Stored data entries
Start of Block

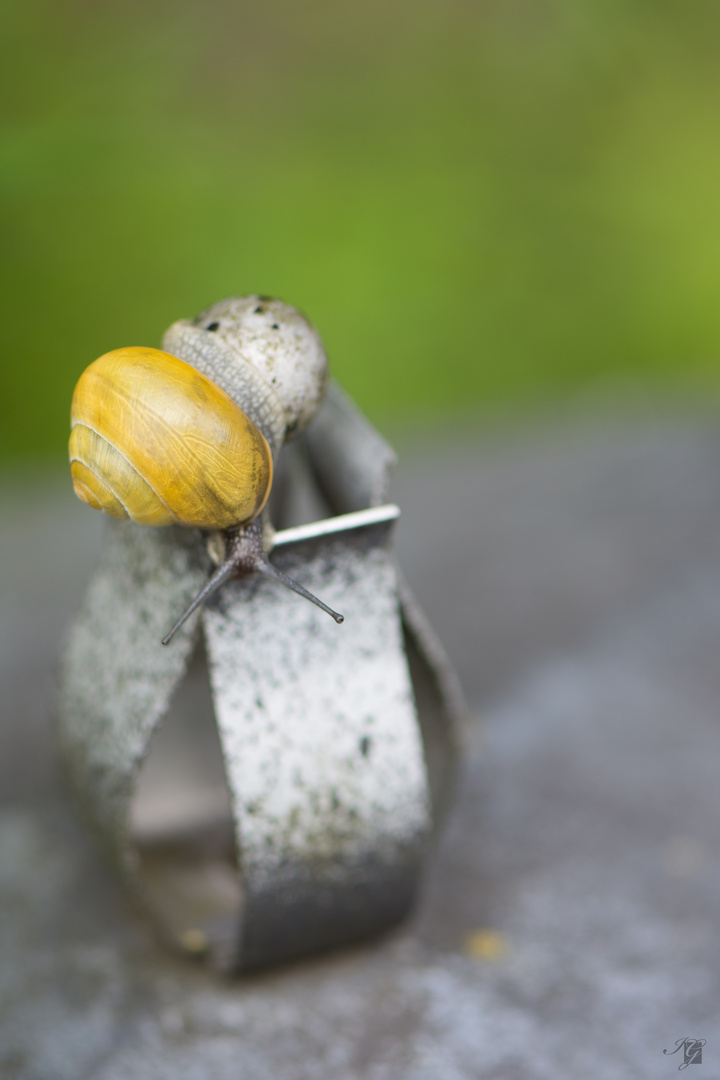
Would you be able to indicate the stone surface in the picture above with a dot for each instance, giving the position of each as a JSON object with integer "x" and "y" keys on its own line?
{"x": 569, "y": 920}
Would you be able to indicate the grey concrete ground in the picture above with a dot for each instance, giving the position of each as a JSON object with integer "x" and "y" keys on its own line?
{"x": 569, "y": 925}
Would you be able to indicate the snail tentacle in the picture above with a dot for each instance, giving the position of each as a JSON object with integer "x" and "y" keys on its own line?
{"x": 244, "y": 554}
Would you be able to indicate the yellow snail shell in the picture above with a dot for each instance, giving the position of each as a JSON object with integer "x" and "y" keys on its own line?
{"x": 155, "y": 440}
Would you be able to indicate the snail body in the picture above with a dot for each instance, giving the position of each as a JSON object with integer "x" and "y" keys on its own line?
{"x": 188, "y": 434}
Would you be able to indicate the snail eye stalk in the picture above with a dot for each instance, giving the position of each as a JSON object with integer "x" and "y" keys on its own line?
{"x": 244, "y": 554}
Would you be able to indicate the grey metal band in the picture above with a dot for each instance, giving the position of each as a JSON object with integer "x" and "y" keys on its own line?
{"x": 272, "y": 794}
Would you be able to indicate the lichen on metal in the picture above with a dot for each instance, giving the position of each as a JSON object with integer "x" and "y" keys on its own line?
{"x": 326, "y": 753}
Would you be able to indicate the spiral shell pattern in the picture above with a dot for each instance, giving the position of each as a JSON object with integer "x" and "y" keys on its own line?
{"x": 157, "y": 441}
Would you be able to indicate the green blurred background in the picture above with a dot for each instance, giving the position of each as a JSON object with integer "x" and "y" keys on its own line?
{"x": 479, "y": 204}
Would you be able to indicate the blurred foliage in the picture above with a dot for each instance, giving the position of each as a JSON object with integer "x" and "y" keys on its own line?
{"x": 475, "y": 202}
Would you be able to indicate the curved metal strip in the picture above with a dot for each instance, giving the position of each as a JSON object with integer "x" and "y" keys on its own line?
{"x": 322, "y": 747}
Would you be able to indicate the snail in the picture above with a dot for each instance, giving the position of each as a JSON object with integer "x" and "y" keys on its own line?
{"x": 188, "y": 434}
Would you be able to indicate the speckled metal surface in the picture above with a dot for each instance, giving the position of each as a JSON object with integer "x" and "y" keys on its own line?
{"x": 337, "y": 744}
{"x": 116, "y": 679}
{"x": 322, "y": 747}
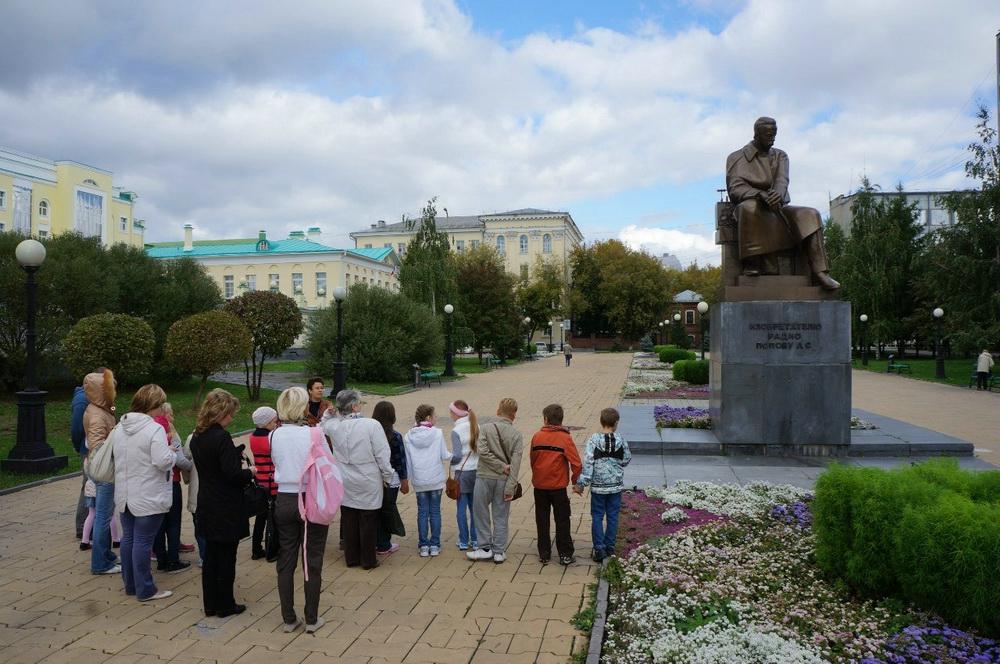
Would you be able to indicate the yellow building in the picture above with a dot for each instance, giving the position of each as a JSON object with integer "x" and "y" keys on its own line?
{"x": 41, "y": 198}
{"x": 520, "y": 236}
{"x": 298, "y": 266}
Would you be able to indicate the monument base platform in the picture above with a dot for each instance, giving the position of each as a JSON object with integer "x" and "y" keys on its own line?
{"x": 780, "y": 381}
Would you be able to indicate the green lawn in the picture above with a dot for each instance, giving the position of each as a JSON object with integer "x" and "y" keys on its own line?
{"x": 181, "y": 396}
{"x": 957, "y": 371}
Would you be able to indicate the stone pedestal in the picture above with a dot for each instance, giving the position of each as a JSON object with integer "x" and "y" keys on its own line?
{"x": 781, "y": 377}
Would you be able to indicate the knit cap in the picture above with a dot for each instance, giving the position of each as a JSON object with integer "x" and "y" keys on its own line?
{"x": 263, "y": 415}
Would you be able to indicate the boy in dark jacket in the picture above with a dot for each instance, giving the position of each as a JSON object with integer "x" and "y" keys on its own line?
{"x": 555, "y": 463}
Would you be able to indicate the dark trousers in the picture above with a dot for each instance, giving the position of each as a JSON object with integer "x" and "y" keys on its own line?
{"x": 167, "y": 545}
{"x": 291, "y": 530}
{"x": 383, "y": 538}
{"x": 218, "y": 574}
{"x": 360, "y": 528}
{"x": 556, "y": 501}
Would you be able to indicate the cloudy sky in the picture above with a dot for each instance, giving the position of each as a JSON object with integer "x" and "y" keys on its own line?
{"x": 236, "y": 116}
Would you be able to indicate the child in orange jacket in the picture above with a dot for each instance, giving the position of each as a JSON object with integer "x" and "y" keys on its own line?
{"x": 555, "y": 463}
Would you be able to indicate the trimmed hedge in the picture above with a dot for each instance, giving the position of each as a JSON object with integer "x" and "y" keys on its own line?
{"x": 929, "y": 533}
{"x": 671, "y": 355}
{"x": 692, "y": 371}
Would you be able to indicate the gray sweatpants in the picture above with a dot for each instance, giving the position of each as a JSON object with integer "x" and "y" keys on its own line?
{"x": 487, "y": 498}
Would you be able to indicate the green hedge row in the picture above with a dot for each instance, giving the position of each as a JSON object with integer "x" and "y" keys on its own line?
{"x": 929, "y": 533}
{"x": 671, "y": 355}
{"x": 692, "y": 371}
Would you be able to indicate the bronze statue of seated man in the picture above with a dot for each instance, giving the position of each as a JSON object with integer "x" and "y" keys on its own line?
{"x": 757, "y": 182}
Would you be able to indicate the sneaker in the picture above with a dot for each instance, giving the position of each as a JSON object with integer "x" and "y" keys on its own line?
{"x": 311, "y": 629}
{"x": 479, "y": 554}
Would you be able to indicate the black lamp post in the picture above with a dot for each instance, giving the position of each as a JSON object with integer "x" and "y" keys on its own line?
{"x": 31, "y": 454}
{"x": 939, "y": 368}
{"x": 702, "y": 313}
{"x": 339, "y": 366}
{"x": 449, "y": 362}
{"x": 864, "y": 339}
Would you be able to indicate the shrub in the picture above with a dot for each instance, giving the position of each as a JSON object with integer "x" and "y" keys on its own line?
{"x": 119, "y": 342}
{"x": 385, "y": 333}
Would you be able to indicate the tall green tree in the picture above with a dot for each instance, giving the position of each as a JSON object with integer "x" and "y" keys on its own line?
{"x": 427, "y": 271}
{"x": 961, "y": 269}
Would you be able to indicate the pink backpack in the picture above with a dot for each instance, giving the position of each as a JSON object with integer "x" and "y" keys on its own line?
{"x": 321, "y": 488}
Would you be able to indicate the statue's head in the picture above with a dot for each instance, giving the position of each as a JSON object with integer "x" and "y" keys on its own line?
{"x": 764, "y": 131}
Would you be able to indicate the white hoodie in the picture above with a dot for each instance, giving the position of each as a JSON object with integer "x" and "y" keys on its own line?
{"x": 425, "y": 452}
{"x": 143, "y": 461}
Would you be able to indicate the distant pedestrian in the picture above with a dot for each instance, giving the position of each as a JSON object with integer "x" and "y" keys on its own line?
{"x": 465, "y": 460}
{"x": 604, "y": 463}
{"x": 500, "y": 448}
{"x": 318, "y": 406}
{"x": 984, "y": 366}
{"x": 425, "y": 452}
{"x": 385, "y": 414}
{"x": 220, "y": 518}
{"x": 555, "y": 463}
{"x": 265, "y": 420}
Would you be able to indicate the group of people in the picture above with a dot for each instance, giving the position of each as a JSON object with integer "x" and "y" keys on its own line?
{"x": 376, "y": 462}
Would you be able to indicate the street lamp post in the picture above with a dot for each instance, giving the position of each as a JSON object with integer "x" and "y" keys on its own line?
{"x": 939, "y": 368}
{"x": 31, "y": 454}
{"x": 702, "y": 312}
{"x": 864, "y": 339}
{"x": 339, "y": 366}
{"x": 449, "y": 362}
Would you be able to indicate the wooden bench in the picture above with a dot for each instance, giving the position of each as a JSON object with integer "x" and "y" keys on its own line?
{"x": 427, "y": 376}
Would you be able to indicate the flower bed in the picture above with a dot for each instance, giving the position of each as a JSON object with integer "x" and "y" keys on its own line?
{"x": 736, "y": 581}
{"x": 685, "y": 417}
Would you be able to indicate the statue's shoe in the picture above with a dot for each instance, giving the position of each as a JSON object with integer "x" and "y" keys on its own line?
{"x": 826, "y": 281}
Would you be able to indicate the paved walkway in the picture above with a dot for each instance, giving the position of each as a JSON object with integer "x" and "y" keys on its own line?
{"x": 410, "y": 609}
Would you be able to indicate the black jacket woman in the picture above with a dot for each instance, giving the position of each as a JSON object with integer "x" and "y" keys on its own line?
{"x": 219, "y": 517}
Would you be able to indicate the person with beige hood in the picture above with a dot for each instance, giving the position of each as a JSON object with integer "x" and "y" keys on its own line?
{"x": 98, "y": 421}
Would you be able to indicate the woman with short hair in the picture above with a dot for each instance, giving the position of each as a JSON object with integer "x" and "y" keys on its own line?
{"x": 143, "y": 461}
{"x": 219, "y": 519}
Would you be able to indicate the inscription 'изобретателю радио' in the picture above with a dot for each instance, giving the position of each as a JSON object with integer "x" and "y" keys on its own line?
{"x": 785, "y": 336}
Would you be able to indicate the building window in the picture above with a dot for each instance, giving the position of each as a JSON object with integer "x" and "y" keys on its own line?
{"x": 89, "y": 214}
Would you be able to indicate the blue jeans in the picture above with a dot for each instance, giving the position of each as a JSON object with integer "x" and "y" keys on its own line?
{"x": 102, "y": 558}
{"x": 466, "y": 525}
{"x": 429, "y": 517}
{"x": 601, "y": 506}
{"x": 138, "y": 533}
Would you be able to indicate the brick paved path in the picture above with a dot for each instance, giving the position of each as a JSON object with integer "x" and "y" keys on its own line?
{"x": 410, "y": 609}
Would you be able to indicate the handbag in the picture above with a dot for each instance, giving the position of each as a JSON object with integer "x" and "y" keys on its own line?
{"x": 518, "y": 489}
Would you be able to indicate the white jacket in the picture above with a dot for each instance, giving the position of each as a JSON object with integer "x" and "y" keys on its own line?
{"x": 425, "y": 450}
{"x": 361, "y": 450}
{"x": 143, "y": 464}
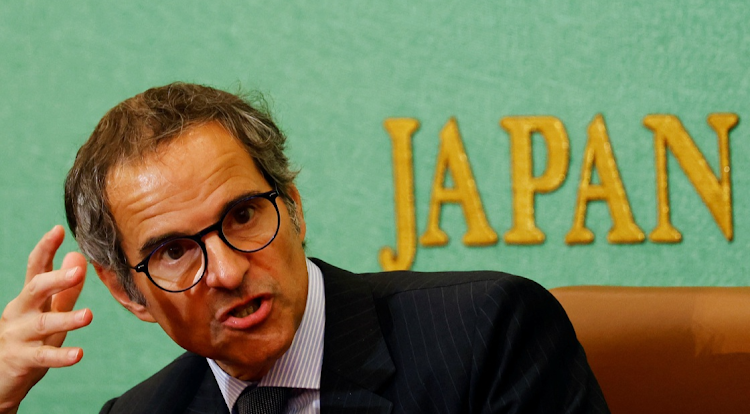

End of Block

The problem:
The line with "Would you be able to indicate the blue" and each line after it, through the final line of the data, are to be duplicated exactly, with pictures left out and nothing more included.

Response area:
Would you be able to indicate the blue jeans in the picture above with a dot for each instance, giving the position of each as a JSON object with integer "x" and "y" keys on its own line?
{"x": 102, "y": 558}
{"x": 466, "y": 525}
{"x": 429, "y": 517}
{"x": 601, "y": 506}
{"x": 138, "y": 533}
Would you be able to indicate the brick paved path in the picture above with a dot for each instance, giving the position of each as a JSON object with integer "x" and "y" keys on its own line?
{"x": 410, "y": 609}
Would you be able to indicate the handbag in the picture above with a dot for each instance, giving the position of each as a JSON object with integer "x" and "y" keys on its own line?
{"x": 518, "y": 489}
Would you be able to indicate the white jacket in the picture above with a dot for each instance, giving the position of each as a JSON object with integer "x" and "y" keys on its own line?
{"x": 425, "y": 450}
{"x": 361, "y": 450}
{"x": 143, "y": 464}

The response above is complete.